- [Exercise goal]: The answer must consist of every line in the records that contains the word "below".

(Source records)
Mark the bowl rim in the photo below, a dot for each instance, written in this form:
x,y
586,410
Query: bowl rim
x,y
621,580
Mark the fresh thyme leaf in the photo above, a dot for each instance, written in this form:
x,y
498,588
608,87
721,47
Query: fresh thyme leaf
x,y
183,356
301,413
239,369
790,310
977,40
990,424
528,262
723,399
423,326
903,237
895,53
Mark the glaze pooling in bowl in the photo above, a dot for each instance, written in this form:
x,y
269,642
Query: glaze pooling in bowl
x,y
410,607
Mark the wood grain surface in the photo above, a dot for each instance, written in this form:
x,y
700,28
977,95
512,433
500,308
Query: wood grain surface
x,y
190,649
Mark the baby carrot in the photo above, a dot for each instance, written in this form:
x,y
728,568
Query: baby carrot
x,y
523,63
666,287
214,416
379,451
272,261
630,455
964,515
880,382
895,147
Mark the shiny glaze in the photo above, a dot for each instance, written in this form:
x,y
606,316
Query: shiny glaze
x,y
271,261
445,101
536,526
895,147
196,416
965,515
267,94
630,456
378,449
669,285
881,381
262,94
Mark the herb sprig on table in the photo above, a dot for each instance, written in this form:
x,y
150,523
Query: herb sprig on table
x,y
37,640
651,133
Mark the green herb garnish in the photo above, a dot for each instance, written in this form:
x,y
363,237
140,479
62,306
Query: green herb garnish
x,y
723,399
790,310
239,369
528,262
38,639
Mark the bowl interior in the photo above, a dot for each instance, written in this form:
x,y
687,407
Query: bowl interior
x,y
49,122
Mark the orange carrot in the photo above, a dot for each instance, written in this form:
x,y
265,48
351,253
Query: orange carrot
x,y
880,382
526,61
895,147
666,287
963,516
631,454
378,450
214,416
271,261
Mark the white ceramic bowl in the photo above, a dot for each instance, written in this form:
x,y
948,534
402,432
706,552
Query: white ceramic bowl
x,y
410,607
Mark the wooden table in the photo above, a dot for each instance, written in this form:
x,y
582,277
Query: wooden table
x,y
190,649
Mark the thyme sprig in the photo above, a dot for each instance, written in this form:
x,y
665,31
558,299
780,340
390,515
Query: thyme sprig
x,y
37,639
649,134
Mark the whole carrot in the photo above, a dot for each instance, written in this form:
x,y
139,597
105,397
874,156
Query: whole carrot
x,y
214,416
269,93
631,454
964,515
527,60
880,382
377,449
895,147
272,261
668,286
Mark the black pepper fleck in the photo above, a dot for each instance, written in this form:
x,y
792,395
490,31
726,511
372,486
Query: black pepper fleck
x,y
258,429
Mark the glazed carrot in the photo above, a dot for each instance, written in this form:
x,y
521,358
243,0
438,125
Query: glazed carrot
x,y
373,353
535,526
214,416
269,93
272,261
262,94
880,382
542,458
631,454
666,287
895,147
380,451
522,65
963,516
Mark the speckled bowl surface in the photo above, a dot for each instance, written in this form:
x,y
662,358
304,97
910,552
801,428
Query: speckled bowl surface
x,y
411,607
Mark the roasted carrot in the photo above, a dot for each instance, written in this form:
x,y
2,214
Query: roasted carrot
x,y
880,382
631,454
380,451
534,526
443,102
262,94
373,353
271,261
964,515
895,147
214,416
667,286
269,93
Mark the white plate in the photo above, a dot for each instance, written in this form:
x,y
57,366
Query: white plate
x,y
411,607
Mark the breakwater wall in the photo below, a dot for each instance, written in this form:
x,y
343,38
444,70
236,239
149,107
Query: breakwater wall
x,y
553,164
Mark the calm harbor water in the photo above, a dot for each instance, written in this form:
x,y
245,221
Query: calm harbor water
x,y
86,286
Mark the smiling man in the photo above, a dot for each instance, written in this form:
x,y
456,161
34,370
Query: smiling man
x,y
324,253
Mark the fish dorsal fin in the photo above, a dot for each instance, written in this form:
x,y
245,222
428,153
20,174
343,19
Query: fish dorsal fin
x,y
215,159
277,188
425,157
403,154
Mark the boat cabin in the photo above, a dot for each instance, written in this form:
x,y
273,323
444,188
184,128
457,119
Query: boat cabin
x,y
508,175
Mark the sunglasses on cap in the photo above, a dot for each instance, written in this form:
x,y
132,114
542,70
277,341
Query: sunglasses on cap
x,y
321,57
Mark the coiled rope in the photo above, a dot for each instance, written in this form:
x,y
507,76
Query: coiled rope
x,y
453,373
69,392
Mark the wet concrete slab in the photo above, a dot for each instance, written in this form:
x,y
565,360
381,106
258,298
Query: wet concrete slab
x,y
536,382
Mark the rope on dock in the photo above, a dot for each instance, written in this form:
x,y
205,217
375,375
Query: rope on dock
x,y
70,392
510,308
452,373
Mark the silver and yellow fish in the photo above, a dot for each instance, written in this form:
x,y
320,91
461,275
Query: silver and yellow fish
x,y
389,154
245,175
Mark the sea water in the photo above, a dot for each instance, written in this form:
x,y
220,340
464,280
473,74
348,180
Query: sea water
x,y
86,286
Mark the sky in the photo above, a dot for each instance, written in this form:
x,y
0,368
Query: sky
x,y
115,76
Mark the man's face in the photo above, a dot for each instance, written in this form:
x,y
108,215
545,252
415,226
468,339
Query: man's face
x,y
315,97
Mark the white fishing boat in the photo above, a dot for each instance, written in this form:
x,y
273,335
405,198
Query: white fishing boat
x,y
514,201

- [Solution to this exercise]:
Mark the bowl rim in the photo below, a dot for each instance, written in this form:
Mark the breakwater wall in the photo below, a dot for each instance, written in this form:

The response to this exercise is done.